Start of Extracted information
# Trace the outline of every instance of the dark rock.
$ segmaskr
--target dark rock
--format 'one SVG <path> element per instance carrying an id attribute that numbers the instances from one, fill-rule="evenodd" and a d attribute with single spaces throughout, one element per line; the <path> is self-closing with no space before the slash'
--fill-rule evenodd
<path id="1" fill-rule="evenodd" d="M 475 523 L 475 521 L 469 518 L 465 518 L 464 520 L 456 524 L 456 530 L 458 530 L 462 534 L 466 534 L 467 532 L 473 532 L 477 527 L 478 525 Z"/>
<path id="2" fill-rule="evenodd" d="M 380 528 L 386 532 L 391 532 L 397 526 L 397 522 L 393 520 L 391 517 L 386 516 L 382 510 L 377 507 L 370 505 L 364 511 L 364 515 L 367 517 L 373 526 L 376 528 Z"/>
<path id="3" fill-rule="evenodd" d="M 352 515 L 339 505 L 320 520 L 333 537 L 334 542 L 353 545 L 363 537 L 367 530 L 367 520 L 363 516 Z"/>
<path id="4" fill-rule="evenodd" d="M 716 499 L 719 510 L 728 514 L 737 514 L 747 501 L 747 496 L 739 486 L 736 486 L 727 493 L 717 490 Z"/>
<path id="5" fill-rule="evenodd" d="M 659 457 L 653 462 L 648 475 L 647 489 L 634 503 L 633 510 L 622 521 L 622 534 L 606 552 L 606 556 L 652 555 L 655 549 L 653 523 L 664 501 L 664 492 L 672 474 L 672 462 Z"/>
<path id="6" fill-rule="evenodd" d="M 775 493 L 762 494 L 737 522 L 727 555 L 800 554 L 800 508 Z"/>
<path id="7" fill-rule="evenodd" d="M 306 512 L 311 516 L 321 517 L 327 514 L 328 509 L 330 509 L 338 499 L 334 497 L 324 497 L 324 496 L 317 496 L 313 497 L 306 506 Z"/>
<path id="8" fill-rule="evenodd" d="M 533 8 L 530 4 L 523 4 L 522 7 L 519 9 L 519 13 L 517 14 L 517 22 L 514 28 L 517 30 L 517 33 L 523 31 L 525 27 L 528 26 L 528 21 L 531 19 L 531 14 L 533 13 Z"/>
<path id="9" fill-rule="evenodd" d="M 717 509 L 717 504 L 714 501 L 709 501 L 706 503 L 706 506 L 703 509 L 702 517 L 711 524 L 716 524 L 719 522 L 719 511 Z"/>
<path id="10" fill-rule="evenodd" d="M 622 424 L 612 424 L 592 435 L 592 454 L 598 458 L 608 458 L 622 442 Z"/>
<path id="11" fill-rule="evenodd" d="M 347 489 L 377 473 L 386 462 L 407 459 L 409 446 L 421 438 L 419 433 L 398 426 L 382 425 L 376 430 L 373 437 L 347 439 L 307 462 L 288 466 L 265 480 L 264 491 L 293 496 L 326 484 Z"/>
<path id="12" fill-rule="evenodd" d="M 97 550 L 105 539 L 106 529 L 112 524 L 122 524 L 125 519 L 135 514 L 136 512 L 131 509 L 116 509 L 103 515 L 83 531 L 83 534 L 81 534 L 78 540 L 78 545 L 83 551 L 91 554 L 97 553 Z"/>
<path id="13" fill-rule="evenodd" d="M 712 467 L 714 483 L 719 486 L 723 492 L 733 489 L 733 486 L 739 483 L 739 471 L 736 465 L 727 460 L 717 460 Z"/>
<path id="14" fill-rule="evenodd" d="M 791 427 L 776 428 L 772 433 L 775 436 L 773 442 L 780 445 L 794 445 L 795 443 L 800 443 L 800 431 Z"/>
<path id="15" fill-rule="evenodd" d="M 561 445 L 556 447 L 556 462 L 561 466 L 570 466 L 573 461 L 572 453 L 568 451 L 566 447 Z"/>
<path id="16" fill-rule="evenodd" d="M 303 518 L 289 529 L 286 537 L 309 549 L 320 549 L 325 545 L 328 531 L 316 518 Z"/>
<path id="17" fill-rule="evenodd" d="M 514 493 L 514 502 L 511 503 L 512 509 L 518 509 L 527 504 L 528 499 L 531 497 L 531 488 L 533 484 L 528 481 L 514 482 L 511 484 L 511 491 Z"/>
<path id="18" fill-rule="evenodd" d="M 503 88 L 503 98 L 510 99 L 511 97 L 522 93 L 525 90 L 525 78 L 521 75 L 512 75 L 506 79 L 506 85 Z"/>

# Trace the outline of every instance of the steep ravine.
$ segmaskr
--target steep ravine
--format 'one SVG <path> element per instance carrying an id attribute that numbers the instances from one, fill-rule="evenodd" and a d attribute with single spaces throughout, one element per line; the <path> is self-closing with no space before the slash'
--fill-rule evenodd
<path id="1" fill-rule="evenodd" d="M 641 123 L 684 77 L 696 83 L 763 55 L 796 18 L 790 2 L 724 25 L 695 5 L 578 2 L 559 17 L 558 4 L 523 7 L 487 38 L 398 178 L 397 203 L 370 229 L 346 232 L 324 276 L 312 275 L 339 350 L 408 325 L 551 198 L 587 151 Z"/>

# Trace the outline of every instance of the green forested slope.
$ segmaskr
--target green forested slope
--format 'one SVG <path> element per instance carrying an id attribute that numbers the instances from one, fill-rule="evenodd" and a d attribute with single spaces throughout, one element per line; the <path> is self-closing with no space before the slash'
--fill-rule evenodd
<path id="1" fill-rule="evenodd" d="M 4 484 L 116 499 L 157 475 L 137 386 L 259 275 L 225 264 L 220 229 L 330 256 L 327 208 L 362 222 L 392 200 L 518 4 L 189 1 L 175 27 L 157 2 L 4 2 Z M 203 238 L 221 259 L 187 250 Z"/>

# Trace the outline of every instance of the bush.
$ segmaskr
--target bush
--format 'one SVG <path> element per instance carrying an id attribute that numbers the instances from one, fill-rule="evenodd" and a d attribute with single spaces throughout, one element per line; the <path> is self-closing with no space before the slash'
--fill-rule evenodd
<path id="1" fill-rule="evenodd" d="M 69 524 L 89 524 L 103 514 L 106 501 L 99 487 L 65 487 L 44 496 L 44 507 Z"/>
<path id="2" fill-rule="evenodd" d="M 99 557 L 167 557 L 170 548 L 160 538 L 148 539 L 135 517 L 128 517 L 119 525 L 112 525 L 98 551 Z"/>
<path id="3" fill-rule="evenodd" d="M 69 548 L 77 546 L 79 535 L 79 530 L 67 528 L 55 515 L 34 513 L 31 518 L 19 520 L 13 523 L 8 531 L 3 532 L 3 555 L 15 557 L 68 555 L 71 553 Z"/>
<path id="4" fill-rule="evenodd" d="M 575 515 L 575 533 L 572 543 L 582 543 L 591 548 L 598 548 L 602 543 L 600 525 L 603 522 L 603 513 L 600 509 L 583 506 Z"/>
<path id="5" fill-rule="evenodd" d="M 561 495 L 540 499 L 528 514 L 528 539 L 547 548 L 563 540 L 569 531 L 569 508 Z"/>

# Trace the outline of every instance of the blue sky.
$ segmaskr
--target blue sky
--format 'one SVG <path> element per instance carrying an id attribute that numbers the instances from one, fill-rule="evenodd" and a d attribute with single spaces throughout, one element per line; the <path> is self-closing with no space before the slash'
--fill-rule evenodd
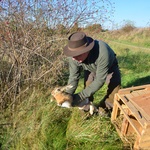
End of Extracted information
Could the data be reproduced exactly, with the pictures omitted?

--- Solution to the exercise ---
# Trace the outline of every instance of the dark rock.
$ segmaskr
--target dark rock
--format 'one SVG <path> element per instance carrying an id attribute that numbers the instances from one, fill-rule="evenodd" and a d attribute with single spaces throughout, one element per line; the <path> is self-closing with no space before the slash'
--fill-rule evenodd
<path id="1" fill-rule="evenodd" d="M 475 523 L 475 521 L 469 518 L 465 518 L 464 520 L 456 524 L 456 530 L 458 530 L 462 534 L 466 534 L 467 532 L 473 532 L 477 527 L 478 525 Z"/>
<path id="2" fill-rule="evenodd" d="M 380 528 L 386 532 L 391 532 L 397 526 L 397 522 L 393 520 L 391 517 L 386 516 L 382 510 L 377 507 L 370 505 L 364 511 L 364 515 L 367 517 L 373 526 L 376 528 Z"/>
<path id="3" fill-rule="evenodd" d="M 352 515 L 339 505 L 320 520 L 333 537 L 334 542 L 353 545 L 363 537 L 367 530 L 367 520 L 363 516 Z"/>
<path id="4" fill-rule="evenodd" d="M 716 499 L 719 510 L 728 514 L 737 514 L 747 501 L 747 496 L 739 486 L 736 486 L 727 493 L 717 490 Z"/>
<path id="5" fill-rule="evenodd" d="M 659 457 L 653 462 L 648 475 L 647 489 L 634 503 L 633 510 L 622 521 L 622 534 L 606 552 L 606 556 L 652 555 L 655 549 L 653 523 L 664 501 L 664 492 L 672 474 L 672 462 Z"/>
<path id="6" fill-rule="evenodd" d="M 775 493 L 762 494 L 737 522 L 727 555 L 800 554 L 800 508 Z"/>
<path id="7" fill-rule="evenodd" d="M 306 512 L 311 516 L 321 517 L 327 514 L 328 509 L 330 509 L 338 499 L 334 497 L 324 497 L 324 496 L 317 496 L 313 497 L 306 506 Z"/>
<path id="8" fill-rule="evenodd" d="M 533 8 L 530 4 L 523 4 L 522 7 L 519 9 L 519 13 L 517 14 L 517 22 L 514 28 L 517 30 L 517 33 L 523 31 L 525 27 L 528 26 L 528 21 L 531 19 L 531 14 L 533 13 Z"/>
<path id="9" fill-rule="evenodd" d="M 717 509 L 717 504 L 714 501 L 709 501 L 706 503 L 706 506 L 703 509 L 702 517 L 711 524 L 716 524 L 719 522 L 719 511 Z"/>
<path id="10" fill-rule="evenodd" d="M 622 424 L 612 424 L 592 435 L 592 454 L 598 458 L 608 458 L 622 442 Z"/>
<path id="11" fill-rule="evenodd" d="M 347 489 L 377 473 L 386 462 L 407 459 L 409 446 L 421 438 L 419 433 L 398 426 L 382 425 L 376 430 L 373 437 L 347 439 L 307 462 L 288 466 L 265 480 L 264 491 L 293 496 L 326 484 Z"/>
<path id="12" fill-rule="evenodd" d="M 97 550 L 105 539 L 106 529 L 112 524 L 122 524 L 125 519 L 135 514 L 136 512 L 131 509 L 116 509 L 103 515 L 83 531 L 83 534 L 81 534 L 78 540 L 78 545 L 83 551 L 91 554 L 97 553 Z"/>
<path id="13" fill-rule="evenodd" d="M 712 467 L 714 483 L 719 486 L 723 492 L 733 489 L 733 486 L 739 483 L 739 471 L 736 465 L 727 460 L 717 460 Z"/>
<path id="14" fill-rule="evenodd" d="M 791 427 L 776 428 L 772 433 L 775 436 L 773 442 L 780 445 L 794 445 L 795 443 L 800 443 L 800 431 Z"/>
<path id="15" fill-rule="evenodd" d="M 561 445 L 556 447 L 556 462 L 561 466 L 570 466 L 573 461 L 572 453 L 568 451 L 566 447 Z"/>
<path id="16" fill-rule="evenodd" d="M 303 518 L 289 529 L 286 537 L 309 549 L 320 549 L 325 545 L 328 531 L 316 518 Z"/>
<path id="17" fill-rule="evenodd" d="M 514 493 L 514 502 L 511 503 L 512 509 L 518 509 L 527 504 L 528 499 L 531 497 L 531 488 L 533 484 L 528 481 L 514 482 L 511 484 L 511 491 Z"/>
<path id="18" fill-rule="evenodd" d="M 503 88 L 503 98 L 510 99 L 511 97 L 522 93 L 525 90 L 525 78 L 521 75 L 512 75 L 506 79 L 506 85 Z"/>

# Trace the outline of every instance of the steep ravine.
$ segmaskr
--target steep ravine
--format 'one SVG <path> element per instance carrying an id attribute that numbers the instances from one, fill-rule="evenodd" and a d attribute with single spaces throughout, one element per line; the <path> is self-closing with no space before the slash'
--fill-rule evenodd
<path id="1" fill-rule="evenodd" d="M 641 123 L 684 77 L 696 83 L 763 55 L 796 18 L 790 2 L 724 25 L 695 5 L 578 2 L 559 17 L 558 4 L 523 7 L 487 38 L 398 178 L 397 203 L 370 229 L 346 232 L 324 276 L 312 275 L 339 350 L 408 325 L 551 198 L 587 151 Z"/>

# Trace the outline of every instance of the green forested slope.
$ segmaskr
--target green forested slope
--format 'one SVG <path> element per instance carrying an id attribute that numbers the instances from one, fill-rule="evenodd" and a d attribute with single spaces throughout, one element per line; the <path> is self-closing with no space before the slash'
--fill-rule evenodd
<path id="1" fill-rule="evenodd" d="M 4 484 L 116 499 L 157 475 L 137 386 L 259 275 L 225 264 L 220 229 L 330 256 L 327 208 L 362 222 L 392 200 L 518 4 L 189 1 L 175 27 L 157 2 L 4 2 Z M 203 238 L 221 259 L 187 250 Z"/>

# Trace the outline of every instance of the bush.
$ segmaskr
--target bush
--format 'one SVG <path> element per instance carrying an id attribute that numbers the instances from one, fill-rule="evenodd" and a d attribute with single spaces throughout, one element per line; the <path> is self-closing with no space before the slash'
--fill-rule evenodd
<path id="1" fill-rule="evenodd" d="M 69 524 L 89 524 L 103 514 L 106 501 L 99 487 L 65 487 L 44 496 L 44 507 Z"/>
<path id="2" fill-rule="evenodd" d="M 99 557 L 167 557 L 170 548 L 160 538 L 148 539 L 135 517 L 128 517 L 119 525 L 112 525 L 98 551 Z"/>
<path id="3" fill-rule="evenodd" d="M 69 548 L 77 546 L 79 535 L 79 530 L 67 528 L 55 515 L 34 513 L 31 518 L 19 520 L 13 523 L 8 531 L 3 532 L 3 555 L 15 557 L 68 555 L 71 553 Z"/>
<path id="4" fill-rule="evenodd" d="M 575 515 L 575 533 L 572 543 L 582 543 L 591 548 L 598 548 L 602 543 L 600 525 L 603 522 L 603 513 L 600 509 L 583 506 Z"/>
<path id="5" fill-rule="evenodd" d="M 561 495 L 540 499 L 528 514 L 528 539 L 547 548 L 563 540 L 569 531 L 569 508 Z"/>

# Trace the outline of every instance of the blue sky.
$ segmaskr
--target blue sky
--format 'one SVG <path> element per instance carrying an id attribute that numbers the instances from one, fill-rule="evenodd" and a d attribute with single spaces throughout, one element per line; the <path> is self-closing with no space before the slash'
--fill-rule evenodd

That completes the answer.